The task> Read the data and repeat it in full, exactly.
-- Start of Task material --
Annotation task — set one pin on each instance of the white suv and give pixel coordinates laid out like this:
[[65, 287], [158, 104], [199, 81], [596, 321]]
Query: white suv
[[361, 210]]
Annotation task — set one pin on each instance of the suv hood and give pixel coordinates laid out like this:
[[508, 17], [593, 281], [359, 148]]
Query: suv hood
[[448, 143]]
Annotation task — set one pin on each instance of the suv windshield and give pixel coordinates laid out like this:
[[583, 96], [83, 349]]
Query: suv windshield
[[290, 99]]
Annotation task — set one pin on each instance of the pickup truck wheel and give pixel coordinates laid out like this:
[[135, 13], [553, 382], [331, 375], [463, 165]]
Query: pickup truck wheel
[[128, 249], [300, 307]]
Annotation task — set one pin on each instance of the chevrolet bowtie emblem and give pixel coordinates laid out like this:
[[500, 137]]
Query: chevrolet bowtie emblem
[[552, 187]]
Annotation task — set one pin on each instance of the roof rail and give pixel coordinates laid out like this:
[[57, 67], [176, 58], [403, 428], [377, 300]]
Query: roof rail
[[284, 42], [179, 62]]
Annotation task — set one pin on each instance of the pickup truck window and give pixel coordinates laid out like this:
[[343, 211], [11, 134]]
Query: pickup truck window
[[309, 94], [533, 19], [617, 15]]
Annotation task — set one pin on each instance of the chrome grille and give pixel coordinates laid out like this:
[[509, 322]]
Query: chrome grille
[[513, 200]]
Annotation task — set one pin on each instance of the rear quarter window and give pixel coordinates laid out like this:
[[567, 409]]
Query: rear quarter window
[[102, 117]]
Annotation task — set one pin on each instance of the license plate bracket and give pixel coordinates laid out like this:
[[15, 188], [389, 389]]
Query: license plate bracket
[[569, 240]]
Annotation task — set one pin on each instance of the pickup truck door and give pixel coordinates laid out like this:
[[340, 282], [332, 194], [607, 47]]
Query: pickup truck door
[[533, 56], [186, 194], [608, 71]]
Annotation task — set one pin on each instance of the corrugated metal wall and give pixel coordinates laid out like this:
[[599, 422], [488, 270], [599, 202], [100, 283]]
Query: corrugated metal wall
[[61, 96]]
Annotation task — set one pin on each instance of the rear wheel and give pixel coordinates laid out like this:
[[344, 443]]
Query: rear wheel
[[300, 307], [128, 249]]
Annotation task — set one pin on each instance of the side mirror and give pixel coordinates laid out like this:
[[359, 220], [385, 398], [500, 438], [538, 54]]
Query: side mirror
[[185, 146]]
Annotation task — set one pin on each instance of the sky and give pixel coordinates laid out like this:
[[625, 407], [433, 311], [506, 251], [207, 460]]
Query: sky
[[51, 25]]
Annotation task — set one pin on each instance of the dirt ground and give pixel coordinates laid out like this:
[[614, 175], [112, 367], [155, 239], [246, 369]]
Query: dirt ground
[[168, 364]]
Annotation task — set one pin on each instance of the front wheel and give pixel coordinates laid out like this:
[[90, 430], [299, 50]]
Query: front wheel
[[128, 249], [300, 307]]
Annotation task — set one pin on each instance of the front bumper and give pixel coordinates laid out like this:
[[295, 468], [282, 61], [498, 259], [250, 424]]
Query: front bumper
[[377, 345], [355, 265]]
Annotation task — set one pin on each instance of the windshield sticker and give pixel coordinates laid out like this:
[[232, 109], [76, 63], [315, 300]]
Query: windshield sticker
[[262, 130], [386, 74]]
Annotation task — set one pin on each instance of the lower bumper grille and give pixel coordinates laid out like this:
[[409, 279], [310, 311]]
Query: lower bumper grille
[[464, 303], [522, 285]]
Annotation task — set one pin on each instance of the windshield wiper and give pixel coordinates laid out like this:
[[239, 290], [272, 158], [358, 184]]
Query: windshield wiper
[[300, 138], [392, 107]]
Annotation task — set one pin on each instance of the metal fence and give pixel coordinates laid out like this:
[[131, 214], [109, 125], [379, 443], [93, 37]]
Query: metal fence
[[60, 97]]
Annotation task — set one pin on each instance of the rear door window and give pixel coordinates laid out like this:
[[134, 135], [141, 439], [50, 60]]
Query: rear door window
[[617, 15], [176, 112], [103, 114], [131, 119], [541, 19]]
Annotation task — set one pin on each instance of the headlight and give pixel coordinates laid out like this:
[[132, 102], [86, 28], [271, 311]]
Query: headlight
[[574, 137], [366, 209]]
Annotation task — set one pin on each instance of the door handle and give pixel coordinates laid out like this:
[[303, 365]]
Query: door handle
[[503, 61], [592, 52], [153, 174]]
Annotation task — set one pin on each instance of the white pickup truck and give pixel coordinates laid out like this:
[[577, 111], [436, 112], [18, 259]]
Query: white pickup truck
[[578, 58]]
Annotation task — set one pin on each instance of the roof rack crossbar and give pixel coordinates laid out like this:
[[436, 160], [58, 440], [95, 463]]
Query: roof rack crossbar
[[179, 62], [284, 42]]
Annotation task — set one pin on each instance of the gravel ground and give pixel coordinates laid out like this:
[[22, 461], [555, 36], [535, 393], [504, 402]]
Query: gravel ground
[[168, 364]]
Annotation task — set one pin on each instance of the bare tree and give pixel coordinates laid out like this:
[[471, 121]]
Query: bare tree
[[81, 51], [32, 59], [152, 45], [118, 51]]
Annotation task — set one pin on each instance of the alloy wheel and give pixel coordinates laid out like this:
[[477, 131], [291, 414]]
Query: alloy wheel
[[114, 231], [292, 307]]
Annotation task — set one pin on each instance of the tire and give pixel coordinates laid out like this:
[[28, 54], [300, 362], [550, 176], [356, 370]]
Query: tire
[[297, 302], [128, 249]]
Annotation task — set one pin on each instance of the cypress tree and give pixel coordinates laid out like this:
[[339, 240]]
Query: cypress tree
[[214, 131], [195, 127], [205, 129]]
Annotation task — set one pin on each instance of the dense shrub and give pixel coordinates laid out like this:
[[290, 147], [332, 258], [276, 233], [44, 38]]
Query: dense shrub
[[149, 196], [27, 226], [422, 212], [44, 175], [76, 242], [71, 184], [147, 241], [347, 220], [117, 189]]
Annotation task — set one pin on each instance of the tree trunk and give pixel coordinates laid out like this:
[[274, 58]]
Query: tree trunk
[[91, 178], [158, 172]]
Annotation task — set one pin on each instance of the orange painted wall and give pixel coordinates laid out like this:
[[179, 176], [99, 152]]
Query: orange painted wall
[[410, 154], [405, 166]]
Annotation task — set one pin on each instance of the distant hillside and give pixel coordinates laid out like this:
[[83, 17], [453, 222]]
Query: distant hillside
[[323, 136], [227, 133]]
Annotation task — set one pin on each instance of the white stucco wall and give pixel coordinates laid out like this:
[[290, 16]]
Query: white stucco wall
-- End of Task material --
The reply>
Annotation task — set one pin on each instance of the white suv and give pixel coordinates laid out like this:
[[65, 287], [158, 104], [199, 81], [596, 321]]
Query: white suv
[[361, 210]]
Annotation task — set one pin on each instance of the suv hood and give pixel coordinates laid out like this:
[[508, 17], [593, 281], [359, 148]]
Query: suv hood
[[448, 143]]
Annotation task — set one pin on each instance of the suv windshield and give pixel coordinates laid out like this:
[[583, 96], [83, 349]]
Query: suv windshield
[[290, 99]]
Annotation task — set one pin on each instance of the pickup truck wheel and give pixel coordinates laid out like this:
[[135, 13], [553, 382], [331, 375], [463, 165]]
Query: pickup truck wheel
[[128, 249], [300, 307]]
Annotation task — set one pin on each instance of the chevrolet bowtie emblem and give pixel coordinates laid out like this:
[[500, 137]]
Query: chevrolet bowtie emblem
[[552, 187]]
Annotation task — set one pin on each instance of the roof rail and give pixel coordinates laid out like this:
[[57, 67], [176, 58], [403, 428], [377, 300]]
Query: roof rail
[[284, 42], [179, 62]]
Annotation task — set one pin on each instance of the pickup truck window and give pixel coordinates laid out like this:
[[343, 211], [11, 134]]
Query: pickup truck window
[[309, 94], [533, 19], [617, 15]]
Annotation task — set one pin on each instance of the chrome grille and give pixel coordinates laid out like this:
[[509, 322]]
Query: chrome grille
[[513, 200]]
Annotation task — set one pin on each instance of the rear quarter window and give pixel coordinates laid out like this:
[[567, 409]]
Query: rear quarter window
[[102, 117]]
Annotation task — set one pin on each instance of the license plate bracket and give pixel coordinates laid out like this:
[[15, 188], [389, 389]]
Query: license plate bracket
[[569, 240]]
Annotation task — set one pin on each instance of the pickup truck door and give pixel coordinates laid out like this:
[[340, 282], [332, 194], [607, 47]]
Query: pickup truck door
[[533, 56], [186, 194], [608, 71]]
Annotation task — set one pin on each instance of the corrugated metal wall and give pixel coordinates laid out like this:
[[599, 422], [488, 270], [599, 202], [100, 283]]
Query: corrugated metal wall
[[61, 96]]
Annotation task — set one pin on each instance of the rear wheel and give pixel coordinates laid out like this:
[[344, 443]]
Query: rear wheel
[[300, 307], [128, 249]]
Annotation task — set one pin on each instance of the side mirror and give pixel coordinates laid out like this:
[[359, 220], [385, 398], [500, 438], [538, 54]]
Query: side mirror
[[185, 146]]
Annotation task — set one pin on each instance of the sky and give pixel coordinates laid out like this:
[[625, 407], [433, 311], [506, 251], [207, 460]]
Query: sky
[[51, 25]]
Annotation task — set one pin on each instance of the dirt ground and give pixel coordinates laid out like this:
[[614, 175], [112, 367], [155, 239], [246, 369]]
Query: dirt ground
[[168, 364]]
Annotation task — set one pin on each instance of the front wheel and give pixel coordinates laid out like this:
[[90, 430], [299, 50]]
Query: front wheel
[[128, 249], [300, 307]]
Annotation task — set one pin on each instance of the front bumper and give pixel coordinates laid out like this:
[[295, 468], [282, 61], [498, 259], [250, 424]]
Query: front bumper
[[377, 345], [355, 265]]
Annotation task — set one pin on each instance of the windshield sticker and give pixel coordinates laid out like this:
[[232, 109], [76, 63], [315, 300]]
Query: windshield sticker
[[262, 130], [386, 74]]
Annotation task — set one pin on each instance of the lower bumper grille and give pixel coordinates laid out like this:
[[409, 279], [310, 311]]
Query: lower bumper grille
[[464, 303], [522, 285]]
Annotation task — set one pin on each instance of the windshield wiper and give pixel coordinates laid out like this:
[[239, 290], [272, 158], [358, 184]]
Query: windshield wiper
[[300, 138], [392, 107]]
Annotation task — set one pin on each instance of the metal fence and give pixel coordinates laid out like this:
[[131, 214], [109, 125], [379, 443], [93, 37]]
Query: metal fence
[[60, 97]]
Annotation task — set one pin on each instance of the rear door window and give pixel coordinates laid out like this:
[[134, 135], [141, 439], [50, 60]]
Query: rear door window
[[617, 15], [176, 112], [103, 114], [131, 119], [541, 19]]
Annotation task — set one pin on each instance of the headlight and give pixel coordinates laid out like this:
[[132, 102], [86, 28], [271, 311]]
Query: headlight
[[574, 137], [366, 209]]
Annotation task — set one pin on each instance of the door handle and give pixel coordinates laid out like this:
[[303, 365]]
Query: door handle
[[503, 61], [592, 52], [153, 174]]
Annotation task — set one pin on each instance of the white pickup truck and give pixel coordinates laid out like this:
[[577, 111], [436, 112], [18, 259]]
Query: white pickup truck
[[578, 58]]
Annotation task — set one pin on each instance of the roof rack crossbar and give pixel coordinates laid out like this:
[[436, 160], [58, 440], [95, 463]]
Query: roof rack crossbar
[[179, 62], [284, 42]]
Annotation task — set one pin on each instance of the gravel ground and give pixel coordinates laid out like this:
[[22, 461], [555, 36], [535, 393], [504, 402]]
Query: gravel ground
[[168, 364]]
Annotation task — set one pin on each instance of the bare tree and give pixel coordinates laid out like this:
[[471, 121]]
Query: bare tree
[[81, 51], [32, 59], [152, 45], [118, 51]]
Annotation task — set one pin on each instance of the alloy wheel and give pixel coordinates laid out like this:
[[477, 131], [291, 414]]
Query: alloy wheel
[[114, 231], [292, 307]]
Annotation task — set one pin on each instance of the tire and give pixel coordinates laid out like this:
[[28, 54], [300, 362], [550, 176], [356, 370]]
Query: tire
[[297, 302], [128, 249]]
Annotation task — set one pin on each instance of the cypress tree and give pixel coordinates laid out like this:
[[339, 240]]
Query: cypress tree
[[214, 131], [195, 127], [205, 129]]
Annotation task — set one pin on each instance of the dense shrub and give pixel coordinates laid out like this:
[[290, 147], [332, 258], [276, 233], [44, 38]]
Query: dense shrub
[[149, 196], [27, 226], [422, 212], [44, 175], [76, 242], [71, 184], [147, 241], [347, 220], [117, 189]]
Annotation task — set one pin on each instance of the tree trunk and give pixel coordinates laid out like this:
[[274, 58]]
Query: tree trunk
[[91, 178], [158, 172]]
Annotation task — set one pin on each instance of the orange painted wall and give pixel coordinates laid out like this:
[[179, 176], [99, 152]]
Query: orange painted wall
[[410, 154], [405, 166]]
Annotation task — set one pin on each instance of the distant hillside and give pixel coordinates laid out like this:
[[83, 17], [453, 222]]
Query: distant hillside
[[323, 136], [227, 133]]
Annotation task — set one pin on each instance of the white stucco wall and give pixel coordinates laid out like this:
[[290, 16]]
Query: white stucco wall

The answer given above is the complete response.